#### [WHAT THE EXERCISE ASKS]
Output every entry exactly as given.
== DATASET ENTRIES ==
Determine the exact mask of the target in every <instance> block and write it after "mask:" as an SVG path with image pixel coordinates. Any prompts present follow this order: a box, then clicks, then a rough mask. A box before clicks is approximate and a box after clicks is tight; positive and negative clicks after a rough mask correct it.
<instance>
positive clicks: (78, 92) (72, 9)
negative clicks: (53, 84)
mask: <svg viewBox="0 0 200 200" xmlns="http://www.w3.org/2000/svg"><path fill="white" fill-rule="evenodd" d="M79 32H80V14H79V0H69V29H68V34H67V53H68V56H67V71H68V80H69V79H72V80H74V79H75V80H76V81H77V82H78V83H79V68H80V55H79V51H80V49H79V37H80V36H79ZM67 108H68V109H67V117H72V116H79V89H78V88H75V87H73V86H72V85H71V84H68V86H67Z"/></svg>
===
#### [ANSWER BOX]
Determine the exact mask of the target in every <instance> block and write it after "mask:" as an SVG path with image pixel coordinates. Any prompts present follow this order: a box, then clicks, then a rough mask. A box before clicks is approximate and a box after clicks is tight; positive and negative clicks after a rough mask correct it.
<instance>
positive clicks: (78, 92) (72, 9)
negative clicks: (53, 84)
mask: <svg viewBox="0 0 200 200" xmlns="http://www.w3.org/2000/svg"><path fill="white" fill-rule="evenodd" d="M79 32H80V14H79V0H69V29H68V34H67V53H68V56H67V71H68V80H69V79H72V80H74V79H75V80H76V81H77V82H78V83H79V68H80V55H79V51H80V49H79V37H80V36H79ZM67 108H68V109H67V117H72V116H79V89H78V88H75V87H73V86H72V85H71V84H68V86H67Z"/></svg>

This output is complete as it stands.